Records supplied:
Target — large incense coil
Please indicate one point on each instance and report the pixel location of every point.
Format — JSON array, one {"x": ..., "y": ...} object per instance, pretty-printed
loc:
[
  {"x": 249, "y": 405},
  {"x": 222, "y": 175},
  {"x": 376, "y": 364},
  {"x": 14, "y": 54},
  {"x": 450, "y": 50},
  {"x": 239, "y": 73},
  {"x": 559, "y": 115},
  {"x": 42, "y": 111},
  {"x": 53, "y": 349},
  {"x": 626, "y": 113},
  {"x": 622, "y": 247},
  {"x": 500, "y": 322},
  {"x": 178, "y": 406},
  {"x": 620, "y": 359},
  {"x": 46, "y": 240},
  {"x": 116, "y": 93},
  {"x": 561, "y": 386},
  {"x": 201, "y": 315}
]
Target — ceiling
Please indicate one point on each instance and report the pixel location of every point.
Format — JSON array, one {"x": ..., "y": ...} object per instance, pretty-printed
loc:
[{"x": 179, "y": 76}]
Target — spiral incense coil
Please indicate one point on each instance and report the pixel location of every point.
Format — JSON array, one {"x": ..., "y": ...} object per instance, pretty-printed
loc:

Problem statement:
Return the material in its entirety, word for word.

Reply to the exercise:
Target — large incense coil
Please indicate one point on each instance and report the pixel location of every point.
Format — JSON array, one {"x": ..., "y": ...} object per instance, pretty-printed
loc:
[
  {"x": 249, "y": 405},
  {"x": 222, "y": 175},
  {"x": 376, "y": 364},
  {"x": 14, "y": 54},
  {"x": 450, "y": 50},
  {"x": 239, "y": 73},
  {"x": 559, "y": 115},
  {"x": 42, "y": 111},
  {"x": 53, "y": 349},
  {"x": 626, "y": 113},
  {"x": 622, "y": 247},
  {"x": 500, "y": 322},
  {"x": 178, "y": 406},
  {"x": 620, "y": 359},
  {"x": 46, "y": 240},
  {"x": 116, "y": 93},
  {"x": 561, "y": 386},
  {"x": 201, "y": 315}
]
Target — ceiling
Please indicate one point on each instance and report the pixel location of every point.
Format — JSON array, one {"x": ..., "y": ...} object per instance, pretty-printed
loc:
[{"x": 179, "y": 76}]
Target — spiral incense coil
Please indicate one point on each instance and report the pixel location of every point.
Format — JSON array, one {"x": ..., "y": ...} object per instance, pretty-printed
loc:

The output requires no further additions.